● Exercise aim:
Reproduce the private equity passage verbatim, starting at "The Teachers Retirement" and ending at "whole financial system.".

Private equity has been in the news frequently in the last few weeks, and not in a good way.
The Teachers Retirement System of Texas this month announced plans to reduce its PE allocation by $9.7 billion, while the American Federation of Teachers issued a report that said labor practices at PE-owned firms endanger the portfolios backing pension benefits.
The reports came on top of concerns about rising interest rates eroding returns on the industry’s highly levered investments, plus rich equity valuations making it difficult to find attractive new acquisitions. A moribund deal environment has also led to lower-than-expected cash flows to investors since it’s hard for PE firms to take profits on old deals. There’s no shortage these days of warnings about the risks that this multitrillion-dollar industry now poses for pension funds, banks and the whole financial system.
If ever there was a time to rethink PE allocations, now would be it. Does the move by Texas Teachers show institutional investors are growing impatient with the sector? No, it’s the old story of “can’t live with ’em, can’t live without ’em.” The rigid mathematics of actuaries clashing with the hardball politics of pension funding make PE indispensable for most public pension funds, however much criticism showers down on the managers.

● Source material:

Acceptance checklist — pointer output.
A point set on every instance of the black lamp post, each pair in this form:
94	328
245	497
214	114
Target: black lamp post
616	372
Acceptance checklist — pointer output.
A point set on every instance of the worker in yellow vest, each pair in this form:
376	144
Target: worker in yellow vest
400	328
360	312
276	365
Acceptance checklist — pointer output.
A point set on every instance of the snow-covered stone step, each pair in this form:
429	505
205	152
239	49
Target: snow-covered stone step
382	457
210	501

* * *

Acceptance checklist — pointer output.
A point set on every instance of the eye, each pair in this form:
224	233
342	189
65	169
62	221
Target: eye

● Exercise answer:
The Teachers Retirement System of Texas this month announced plans to reduce its PE allocation by $9.7 billion, while the American Federation of Teachers issued a report that said labor practices at PE-owned firms endanger the portfolios backing pension benefits.
The reports came on top of concerns about rising interest rates eroding returns on the industry’s highly levered investments, plus rich equity valuations making it difficult to find attractive new acquisitions. A moribund deal environment has also led to lower-than-expected cash flows to investors since it’s hard for PE firms to take profits on old deals. There’s no shortage these days of warnings about the risks that this multitrillion-dollar industry now poses for pension funds, banks and the whole financial system.